- **WRITTEN TASK 1**
Reproduce the Federal Court decision word for word, everything from "II.   Facts" down to "Columbia, in 2004.".
- **WRITTEN TASK 2**
Pick up the Federal Court decision on the Makias family's application where it stops and write what follows.

- **EXCERPTED PASSAGE**
Federal Court Decisions

Decision Information

Decision Content

 

 

Date: 20081103

Docket: IMM-1142-08

Citation: 2008 FC 1218

 

BETWEEN:

RENATA ARINA MAKIAS

OR MAKIAS

SHANY MAKIAS

Applicants

 

and

 

THE MINISTER OF PUBLIC SAFETY

AND EMERGENCY PREPAREDNESS and

THE MINISTER OF CITIZENSHIP

AND IMMIGRATION

Respondents

 

 

 

REASONS FOR JUDGMENT

 

BLANCHARD J.

 

 

I.   Introduction

 

[1]               The Applicants, Renata Arina Makias, and her two children, Or Makias and Shany Makias, seek judicial review of a negative humanitarian and compassionate (H&C) decision rendered by a Pre-Removal Risk Assessment Officer (the Officer) on March 5, 2008 pursuant to s. 25 of the Immigration and Refugee Protection Act (the Act).

 

II.   Facts

[2]               The principal Applicant, Renata Arina Makias, her husband, Mr. Yossef Makias, and their children, all citizens of Israel, arrived at Dorval Airport on January 29, 2003, as visitors. They subsequently claimed refugee status. A negative decision denying their refugee claims was rendered on November 24, 2003.  An application for leave and judicial review of this decision was denied on June 17, 2004.

 

[3]               The principal Applicant claims that her husband became physically abusive towards her soon after their marriage. She had hoped this situation would improve when they came to Canada. However, the principal Applicant claims that her husband became violent again upon moving to Vancouver, British Columbia, in 2004.

- **LISTED ENTRIES**

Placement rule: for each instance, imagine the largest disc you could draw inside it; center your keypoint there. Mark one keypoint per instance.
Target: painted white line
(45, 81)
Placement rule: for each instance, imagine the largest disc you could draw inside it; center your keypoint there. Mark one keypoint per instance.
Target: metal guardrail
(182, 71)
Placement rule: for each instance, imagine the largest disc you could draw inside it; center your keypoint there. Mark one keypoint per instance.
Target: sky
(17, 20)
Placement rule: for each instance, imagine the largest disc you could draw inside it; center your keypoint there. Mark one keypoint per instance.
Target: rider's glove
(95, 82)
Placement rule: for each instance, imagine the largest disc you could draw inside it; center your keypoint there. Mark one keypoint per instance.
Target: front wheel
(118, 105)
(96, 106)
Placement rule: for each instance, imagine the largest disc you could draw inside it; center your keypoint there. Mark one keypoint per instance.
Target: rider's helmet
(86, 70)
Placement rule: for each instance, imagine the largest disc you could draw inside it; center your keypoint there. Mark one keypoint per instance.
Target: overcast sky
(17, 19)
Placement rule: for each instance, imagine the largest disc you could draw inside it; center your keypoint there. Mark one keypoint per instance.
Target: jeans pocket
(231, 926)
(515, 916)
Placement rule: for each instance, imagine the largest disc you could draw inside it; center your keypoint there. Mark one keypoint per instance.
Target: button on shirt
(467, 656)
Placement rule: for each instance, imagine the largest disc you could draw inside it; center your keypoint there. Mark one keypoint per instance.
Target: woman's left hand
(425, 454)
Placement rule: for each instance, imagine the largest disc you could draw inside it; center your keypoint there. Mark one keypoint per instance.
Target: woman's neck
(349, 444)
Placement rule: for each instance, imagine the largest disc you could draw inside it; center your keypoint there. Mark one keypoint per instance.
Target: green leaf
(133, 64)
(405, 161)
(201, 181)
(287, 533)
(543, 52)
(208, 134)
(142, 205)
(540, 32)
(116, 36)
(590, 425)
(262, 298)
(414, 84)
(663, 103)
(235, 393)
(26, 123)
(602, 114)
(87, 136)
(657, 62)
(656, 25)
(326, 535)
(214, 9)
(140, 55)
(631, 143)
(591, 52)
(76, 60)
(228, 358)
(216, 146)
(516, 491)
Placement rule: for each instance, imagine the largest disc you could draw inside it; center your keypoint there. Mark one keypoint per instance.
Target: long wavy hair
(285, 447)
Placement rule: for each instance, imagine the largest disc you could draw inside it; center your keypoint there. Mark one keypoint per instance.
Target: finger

- **ANSWER 1**
II.   Facts

[2]               The principal Applicant, Renata Arina Makias, her husband, Mr. Yossef Makias, and their children, all citizens of Israel, arrived at Dorval Airport on January 29, 2003, as visitors. They subsequently claimed refugee status. A negative decision denying their refugee claims was rendered on November 24, 2003.  An application for leave and judicial review of this decision was denied on June 17, 2004.

 

[3]               The principal Applicant claims that her husband became physically abusive towards her soon after their marriage. She had hoped this situation would improve when they came to Canada. However, the principal Applicant claims that her husband became violent again upon moving to Vancouver, British Columbia, in 2004.

- **ANSWER 2**
 

[4]               The couple separated following a violent incident in June 2004. Mr. Makias had threatened to kill the principal Applicant and his daughter. As a result, the principal Applicant called the police and Mr. Makias was arrested and charged with uttering threats to cause death or bodily harm to his wife. He was subsequently released on conditions which included a restraining order forbidding him from having any contact with his wife or his children. Mr. Makias did not respect those conditions and was convicted before the Provincial Court of British Columbia of “breach of recognizance”.

 

[5]               On October 14, 2004, the principal Applicant filed a Pre-removal risk assessment (PRRA), which application was denied on December 6, 2004. An application for leave and judicial review of this decision was denied on April 27, 2005, at the leave stage.

[6]               The principal Applicant failed to appear for two interviews in British Columbia with the Canada Border Services Agency (CBSA) to plan her removal to Israel. These meetings were scheduled for July 7, 2005 and July 11, 2005 respectively.

 

[7]               On February 9, 2005, the principal Applicant filed a first application for an exemption from filing an application for permanent residence from outside Canada for humanitarian and compassionate reasons (the H&C application). The application was denied on November 23, 2005. The decision denying the application was not challenged before this Court.

 

[8]               In July 2005, the principal Applicant learned that Mr. Makias had returned to Israel. She moved to Montréal with her children and on August 5, 2005, commenced divorce proceeding against her husband. 

 

[9]               On July 13, 2005, the principal Applicant presented herself at the CBSA in Montréal and was advised that her departure was scheduled for July 23, 2005. She failed to appear for removal on July 23, 2005 and a warrant of arrest was issued against her on July 25, 2005.

 

[10]           The principal Applicant’s divorce petition was granted by the Superior Court of Québec on March 8, 2006 and the Court granted custody of the children to the principal Applicant.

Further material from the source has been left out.